Point-per-instance localization data
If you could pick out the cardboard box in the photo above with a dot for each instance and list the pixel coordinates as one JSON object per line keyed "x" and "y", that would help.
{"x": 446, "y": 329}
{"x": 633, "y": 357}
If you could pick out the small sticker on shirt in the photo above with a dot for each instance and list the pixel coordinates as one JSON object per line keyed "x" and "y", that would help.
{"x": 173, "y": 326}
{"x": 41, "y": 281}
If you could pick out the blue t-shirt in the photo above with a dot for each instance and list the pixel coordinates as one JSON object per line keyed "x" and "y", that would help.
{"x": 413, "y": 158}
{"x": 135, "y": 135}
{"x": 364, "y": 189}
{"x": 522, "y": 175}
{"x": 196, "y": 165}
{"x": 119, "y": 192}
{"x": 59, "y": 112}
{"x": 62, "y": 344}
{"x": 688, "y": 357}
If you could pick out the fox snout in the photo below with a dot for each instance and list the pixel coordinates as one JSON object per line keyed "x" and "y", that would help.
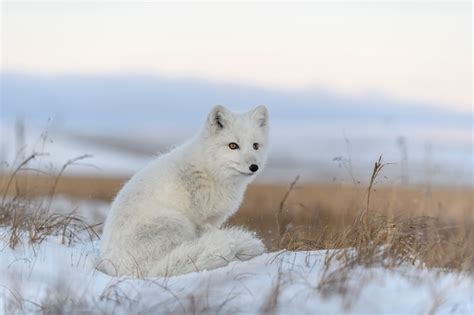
{"x": 253, "y": 168}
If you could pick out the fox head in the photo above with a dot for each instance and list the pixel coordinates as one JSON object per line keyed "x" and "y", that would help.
{"x": 236, "y": 143}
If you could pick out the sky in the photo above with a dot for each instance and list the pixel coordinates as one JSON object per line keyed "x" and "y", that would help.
{"x": 407, "y": 51}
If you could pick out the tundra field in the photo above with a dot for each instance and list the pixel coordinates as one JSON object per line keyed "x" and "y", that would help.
{"x": 411, "y": 248}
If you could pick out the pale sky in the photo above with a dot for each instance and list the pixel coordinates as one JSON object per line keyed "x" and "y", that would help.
{"x": 405, "y": 51}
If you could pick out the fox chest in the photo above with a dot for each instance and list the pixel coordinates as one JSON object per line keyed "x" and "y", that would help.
{"x": 212, "y": 201}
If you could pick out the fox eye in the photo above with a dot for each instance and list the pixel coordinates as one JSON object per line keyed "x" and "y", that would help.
{"x": 233, "y": 146}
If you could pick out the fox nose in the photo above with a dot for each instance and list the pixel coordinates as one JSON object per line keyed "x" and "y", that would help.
{"x": 253, "y": 168}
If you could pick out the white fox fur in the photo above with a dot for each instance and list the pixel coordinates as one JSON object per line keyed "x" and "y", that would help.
{"x": 167, "y": 219}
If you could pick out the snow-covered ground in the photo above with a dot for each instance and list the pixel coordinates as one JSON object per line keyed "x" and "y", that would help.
{"x": 55, "y": 277}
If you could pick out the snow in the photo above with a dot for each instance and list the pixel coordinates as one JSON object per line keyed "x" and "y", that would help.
{"x": 52, "y": 274}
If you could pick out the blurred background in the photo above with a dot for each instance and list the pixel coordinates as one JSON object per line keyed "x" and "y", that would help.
{"x": 344, "y": 83}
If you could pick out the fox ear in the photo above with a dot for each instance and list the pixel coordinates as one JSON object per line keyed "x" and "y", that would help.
{"x": 217, "y": 118}
{"x": 260, "y": 115}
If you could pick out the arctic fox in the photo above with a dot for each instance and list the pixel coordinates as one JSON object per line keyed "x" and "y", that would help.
{"x": 167, "y": 219}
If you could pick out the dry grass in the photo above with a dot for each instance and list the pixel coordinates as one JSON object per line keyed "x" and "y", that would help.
{"x": 417, "y": 224}
{"x": 24, "y": 216}
{"x": 360, "y": 226}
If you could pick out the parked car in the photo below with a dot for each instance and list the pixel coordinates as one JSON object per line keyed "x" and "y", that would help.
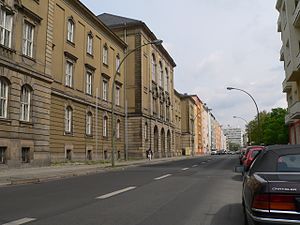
{"x": 242, "y": 153}
{"x": 213, "y": 152}
{"x": 250, "y": 155}
{"x": 271, "y": 187}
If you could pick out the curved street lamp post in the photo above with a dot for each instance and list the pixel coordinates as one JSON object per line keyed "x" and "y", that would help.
{"x": 258, "y": 121}
{"x": 155, "y": 42}
{"x": 249, "y": 132}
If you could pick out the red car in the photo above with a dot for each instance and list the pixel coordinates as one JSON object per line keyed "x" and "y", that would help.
{"x": 250, "y": 155}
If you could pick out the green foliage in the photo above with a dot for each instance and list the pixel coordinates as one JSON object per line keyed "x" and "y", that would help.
{"x": 234, "y": 146}
{"x": 272, "y": 128}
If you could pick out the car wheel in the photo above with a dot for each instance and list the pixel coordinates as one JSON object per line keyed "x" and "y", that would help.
{"x": 245, "y": 215}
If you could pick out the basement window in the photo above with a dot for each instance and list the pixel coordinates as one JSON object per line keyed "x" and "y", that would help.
{"x": 2, "y": 155}
{"x": 26, "y": 155}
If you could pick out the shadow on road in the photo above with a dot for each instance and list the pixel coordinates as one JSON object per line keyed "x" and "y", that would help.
{"x": 237, "y": 177}
{"x": 229, "y": 215}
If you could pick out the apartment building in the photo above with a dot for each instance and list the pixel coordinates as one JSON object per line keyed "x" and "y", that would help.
{"x": 199, "y": 148}
{"x": 188, "y": 124}
{"x": 177, "y": 121}
{"x": 233, "y": 135}
{"x": 149, "y": 89}
{"x": 25, "y": 84}
{"x": 289, "y": 28}
{"x": 84, "y": 57}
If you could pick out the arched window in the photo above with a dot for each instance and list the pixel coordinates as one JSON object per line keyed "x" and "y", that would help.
{"x": 90, "y": 44}
{"x": 161, "y": 75}
{"x": 70, "y": 31}
{"x": 118, "y": 128}
{"x": 105, "y": 54}
{"x": 3, "y": 98}
{"x": 167, "y": 80}
{"x": 105, "y": 126}
{"x": 89, "y": 123}
{"x": 118, "y": 63}
{"x": 146, "y": 131}
{"x": 153, "y": 62}
{"x": 25, "y": 103}
{"x": 68, "y": 119}
{"x": 6, "y": 21}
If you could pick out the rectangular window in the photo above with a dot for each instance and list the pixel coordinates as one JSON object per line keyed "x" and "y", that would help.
{"x": 69, "y": 154}
{"x": 68, "y": 120}
{"x": 2, "y": 155}
{"x": 105, "y": 126}
{"x": 90, "y": 44}
{"x": 104, "y": 89}
{"x": 89, "y": 124}
{"x": 105, "y": 55}
{"x": 89, "y": 82}
{"x": 25, "y": 103}
{"x": 25, "y": 155}
{"x": 118, "y": 64}
{"x": 69, "y": 73}
{"x": 70, "y": 34}
{"x": 3, "y": 98}
{"x": 118, "y": 130}
{"x": 117, "y": 95}
{"x": 5, "y": 28}
{"x": 28, "y": 32}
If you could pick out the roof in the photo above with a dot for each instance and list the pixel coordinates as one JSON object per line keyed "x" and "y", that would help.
{"x": 113, "y": 20}
{"x": 90, "y": 15}
{"x": 117, "y": 22}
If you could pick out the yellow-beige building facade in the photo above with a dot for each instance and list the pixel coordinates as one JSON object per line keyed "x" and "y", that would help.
{"x": 289, "y": 28}
{"x": 149, "y": 89}
{"x": 188, "y": 124}
{"x": 84, "y": 57}
{"x": 199, "y": 146}
{"x": 25, "y": 84}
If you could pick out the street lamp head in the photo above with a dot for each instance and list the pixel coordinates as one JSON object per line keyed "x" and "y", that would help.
{"x": 156, "y": 42}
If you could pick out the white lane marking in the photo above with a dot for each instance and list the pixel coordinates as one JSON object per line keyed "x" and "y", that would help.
{"x": 162, "y": 177}
{"x": 20, "y": 221}
{"x": 115, "y": 193}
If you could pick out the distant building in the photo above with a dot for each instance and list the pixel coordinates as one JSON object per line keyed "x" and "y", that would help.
{"x": 289, "y": 27}
{"x": 234, "y": 135}
{"x": 149, "y": 89}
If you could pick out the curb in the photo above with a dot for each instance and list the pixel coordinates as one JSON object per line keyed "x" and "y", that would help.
{"x": 90, "y": 171}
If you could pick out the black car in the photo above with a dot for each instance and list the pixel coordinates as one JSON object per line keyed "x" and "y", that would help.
{"x": 271, "y": 187}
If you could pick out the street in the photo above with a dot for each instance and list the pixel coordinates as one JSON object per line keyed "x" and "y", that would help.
{"x": 196, "y": 191}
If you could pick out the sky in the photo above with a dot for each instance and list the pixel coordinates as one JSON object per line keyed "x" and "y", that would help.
{"x": 216, "y": 44}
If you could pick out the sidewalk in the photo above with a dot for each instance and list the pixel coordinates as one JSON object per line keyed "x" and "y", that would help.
{"x": 55, "y": 172}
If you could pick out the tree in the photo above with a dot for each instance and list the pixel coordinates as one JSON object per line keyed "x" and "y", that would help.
{"x": 272, "y": 128}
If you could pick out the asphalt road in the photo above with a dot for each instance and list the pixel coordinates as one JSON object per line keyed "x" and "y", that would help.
{"x": 199, "y": 191}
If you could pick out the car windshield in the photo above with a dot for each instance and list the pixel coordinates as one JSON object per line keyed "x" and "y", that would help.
{"x": 289, "y": 163}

WORK ORDER:
Give the lines from the one containing "If you could pick out the asphalt" through the end of the entries again, exactly as written and with no other lines.

ANSWER FOR THE TASK:
If you could pick out the asphalt road in the photo above with a dot for each instance and list the pixel coordinates as one JSON object per line keyed "x" and "y", that would help.
{"x": 199, "y": 191}
If you could pick out the car windshield in the photo above with a dot for each instance and list the pixel coordinates as one JSON object per line keyed "x" and "y", that would help.
{"x": 289, "y": 163}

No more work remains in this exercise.